PROBLEM TO SOLVE —
Show every line from the data below that includes "white".

Phrase grounding data:
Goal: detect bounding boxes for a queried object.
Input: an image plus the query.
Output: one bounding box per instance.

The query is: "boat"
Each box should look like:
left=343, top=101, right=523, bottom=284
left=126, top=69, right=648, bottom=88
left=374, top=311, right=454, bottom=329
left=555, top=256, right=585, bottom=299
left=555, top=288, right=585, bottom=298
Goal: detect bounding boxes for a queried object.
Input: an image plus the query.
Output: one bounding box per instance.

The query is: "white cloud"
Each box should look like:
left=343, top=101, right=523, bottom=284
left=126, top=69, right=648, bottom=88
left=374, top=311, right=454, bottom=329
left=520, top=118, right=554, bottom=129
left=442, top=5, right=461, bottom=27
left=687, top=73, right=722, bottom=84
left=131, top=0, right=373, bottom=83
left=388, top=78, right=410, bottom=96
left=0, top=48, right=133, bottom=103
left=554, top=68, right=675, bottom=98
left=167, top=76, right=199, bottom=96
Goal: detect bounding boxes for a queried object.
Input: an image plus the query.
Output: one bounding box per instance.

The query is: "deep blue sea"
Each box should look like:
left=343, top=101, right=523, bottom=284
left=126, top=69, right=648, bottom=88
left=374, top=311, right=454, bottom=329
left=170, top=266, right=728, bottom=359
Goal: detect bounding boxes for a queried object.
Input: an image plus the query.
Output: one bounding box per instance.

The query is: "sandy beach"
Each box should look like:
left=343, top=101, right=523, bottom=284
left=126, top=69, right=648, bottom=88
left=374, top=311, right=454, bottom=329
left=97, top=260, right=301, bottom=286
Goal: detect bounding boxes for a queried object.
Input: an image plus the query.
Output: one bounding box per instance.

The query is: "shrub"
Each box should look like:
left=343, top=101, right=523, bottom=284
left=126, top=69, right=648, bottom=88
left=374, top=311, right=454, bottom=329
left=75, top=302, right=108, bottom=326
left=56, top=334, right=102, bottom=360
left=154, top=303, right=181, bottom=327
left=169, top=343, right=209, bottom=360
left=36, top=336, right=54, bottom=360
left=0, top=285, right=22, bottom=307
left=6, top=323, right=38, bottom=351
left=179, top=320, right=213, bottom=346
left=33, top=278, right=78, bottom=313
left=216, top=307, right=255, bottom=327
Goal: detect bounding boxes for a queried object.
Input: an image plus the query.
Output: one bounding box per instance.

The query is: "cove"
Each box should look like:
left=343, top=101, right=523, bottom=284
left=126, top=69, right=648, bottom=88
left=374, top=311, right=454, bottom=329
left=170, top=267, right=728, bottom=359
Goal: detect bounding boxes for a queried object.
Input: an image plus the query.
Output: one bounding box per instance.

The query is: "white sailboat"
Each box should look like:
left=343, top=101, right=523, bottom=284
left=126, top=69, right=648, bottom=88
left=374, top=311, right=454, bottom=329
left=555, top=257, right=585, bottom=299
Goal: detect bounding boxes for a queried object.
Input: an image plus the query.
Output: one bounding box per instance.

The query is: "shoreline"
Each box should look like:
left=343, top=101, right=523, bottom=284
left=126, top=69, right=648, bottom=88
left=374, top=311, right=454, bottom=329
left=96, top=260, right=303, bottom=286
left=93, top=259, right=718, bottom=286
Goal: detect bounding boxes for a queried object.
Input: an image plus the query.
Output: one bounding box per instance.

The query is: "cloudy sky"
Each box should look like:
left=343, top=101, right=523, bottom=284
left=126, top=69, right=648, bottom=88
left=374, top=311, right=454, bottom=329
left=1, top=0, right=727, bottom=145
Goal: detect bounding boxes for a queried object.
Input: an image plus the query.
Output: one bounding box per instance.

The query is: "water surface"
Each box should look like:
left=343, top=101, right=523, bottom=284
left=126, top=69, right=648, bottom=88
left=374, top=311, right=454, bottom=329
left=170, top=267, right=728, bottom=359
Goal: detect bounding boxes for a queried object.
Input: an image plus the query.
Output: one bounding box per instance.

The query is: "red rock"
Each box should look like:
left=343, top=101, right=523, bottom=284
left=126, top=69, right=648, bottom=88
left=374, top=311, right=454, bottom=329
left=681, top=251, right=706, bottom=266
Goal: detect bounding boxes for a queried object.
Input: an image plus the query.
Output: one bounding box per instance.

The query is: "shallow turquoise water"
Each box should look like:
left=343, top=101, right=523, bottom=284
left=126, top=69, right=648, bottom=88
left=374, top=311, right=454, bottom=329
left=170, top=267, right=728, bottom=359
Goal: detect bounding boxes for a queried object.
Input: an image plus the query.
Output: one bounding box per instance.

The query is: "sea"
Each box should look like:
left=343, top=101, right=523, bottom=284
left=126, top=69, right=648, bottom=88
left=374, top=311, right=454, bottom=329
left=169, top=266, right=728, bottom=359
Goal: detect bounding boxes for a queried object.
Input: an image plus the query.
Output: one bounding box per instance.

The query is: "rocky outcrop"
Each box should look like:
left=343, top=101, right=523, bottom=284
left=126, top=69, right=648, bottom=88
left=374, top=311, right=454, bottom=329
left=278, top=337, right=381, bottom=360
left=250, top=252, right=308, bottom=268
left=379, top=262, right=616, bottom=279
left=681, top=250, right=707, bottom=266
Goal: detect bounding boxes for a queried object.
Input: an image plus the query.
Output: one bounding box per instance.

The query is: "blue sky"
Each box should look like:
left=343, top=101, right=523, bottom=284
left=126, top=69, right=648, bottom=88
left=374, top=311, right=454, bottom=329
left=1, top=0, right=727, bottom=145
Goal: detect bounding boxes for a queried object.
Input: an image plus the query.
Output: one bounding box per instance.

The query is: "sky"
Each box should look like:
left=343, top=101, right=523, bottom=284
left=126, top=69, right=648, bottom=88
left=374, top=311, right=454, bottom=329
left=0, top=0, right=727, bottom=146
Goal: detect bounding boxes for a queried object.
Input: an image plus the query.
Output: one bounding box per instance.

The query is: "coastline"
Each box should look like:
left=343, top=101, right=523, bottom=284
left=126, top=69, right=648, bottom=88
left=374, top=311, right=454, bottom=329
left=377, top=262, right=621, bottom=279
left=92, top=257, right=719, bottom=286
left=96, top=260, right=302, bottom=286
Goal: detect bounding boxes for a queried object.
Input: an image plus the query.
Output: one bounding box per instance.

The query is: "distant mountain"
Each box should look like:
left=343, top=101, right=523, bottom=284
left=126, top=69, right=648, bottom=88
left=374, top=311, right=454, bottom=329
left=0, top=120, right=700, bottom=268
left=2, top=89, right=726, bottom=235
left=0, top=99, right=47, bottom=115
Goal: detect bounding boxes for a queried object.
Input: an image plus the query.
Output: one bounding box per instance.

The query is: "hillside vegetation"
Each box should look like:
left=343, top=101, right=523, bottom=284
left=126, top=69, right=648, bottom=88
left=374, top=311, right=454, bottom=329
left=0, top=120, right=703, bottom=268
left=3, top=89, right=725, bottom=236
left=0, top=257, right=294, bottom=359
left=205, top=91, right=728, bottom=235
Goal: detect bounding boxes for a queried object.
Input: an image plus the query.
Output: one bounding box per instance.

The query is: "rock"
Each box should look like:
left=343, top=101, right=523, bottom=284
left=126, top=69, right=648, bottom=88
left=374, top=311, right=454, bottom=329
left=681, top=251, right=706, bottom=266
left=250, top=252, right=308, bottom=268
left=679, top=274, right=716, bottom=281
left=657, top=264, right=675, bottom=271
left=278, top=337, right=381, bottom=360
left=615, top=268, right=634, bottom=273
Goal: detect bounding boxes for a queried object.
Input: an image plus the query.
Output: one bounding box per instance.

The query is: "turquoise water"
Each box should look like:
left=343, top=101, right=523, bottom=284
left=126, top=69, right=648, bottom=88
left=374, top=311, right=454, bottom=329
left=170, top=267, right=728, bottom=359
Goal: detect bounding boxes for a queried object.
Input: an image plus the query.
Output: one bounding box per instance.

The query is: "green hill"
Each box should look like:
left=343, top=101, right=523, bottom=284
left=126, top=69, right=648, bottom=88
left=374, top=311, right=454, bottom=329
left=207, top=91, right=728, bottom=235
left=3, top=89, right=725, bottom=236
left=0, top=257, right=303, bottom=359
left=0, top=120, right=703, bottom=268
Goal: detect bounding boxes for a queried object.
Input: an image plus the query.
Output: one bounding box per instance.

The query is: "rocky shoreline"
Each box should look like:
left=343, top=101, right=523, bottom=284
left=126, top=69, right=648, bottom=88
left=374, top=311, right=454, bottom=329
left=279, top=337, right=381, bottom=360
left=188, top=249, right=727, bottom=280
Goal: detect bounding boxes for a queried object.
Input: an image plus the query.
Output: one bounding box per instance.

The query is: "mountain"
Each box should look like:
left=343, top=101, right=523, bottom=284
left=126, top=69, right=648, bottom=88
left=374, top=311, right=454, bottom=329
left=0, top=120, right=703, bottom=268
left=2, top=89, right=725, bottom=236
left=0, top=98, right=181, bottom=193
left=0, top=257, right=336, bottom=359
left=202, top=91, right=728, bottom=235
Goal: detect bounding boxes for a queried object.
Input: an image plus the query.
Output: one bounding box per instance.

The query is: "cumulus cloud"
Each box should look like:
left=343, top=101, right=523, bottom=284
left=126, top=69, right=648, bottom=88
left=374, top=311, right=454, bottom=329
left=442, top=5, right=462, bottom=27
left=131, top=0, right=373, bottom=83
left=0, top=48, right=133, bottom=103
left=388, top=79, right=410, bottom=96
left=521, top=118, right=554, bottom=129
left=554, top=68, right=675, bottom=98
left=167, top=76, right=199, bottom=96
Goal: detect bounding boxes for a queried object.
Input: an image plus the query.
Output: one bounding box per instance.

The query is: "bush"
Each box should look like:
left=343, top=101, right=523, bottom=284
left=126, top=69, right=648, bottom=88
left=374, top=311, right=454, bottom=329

ANSWER SECTION —
The query is: "white cloud"
The query is: "white sailboat"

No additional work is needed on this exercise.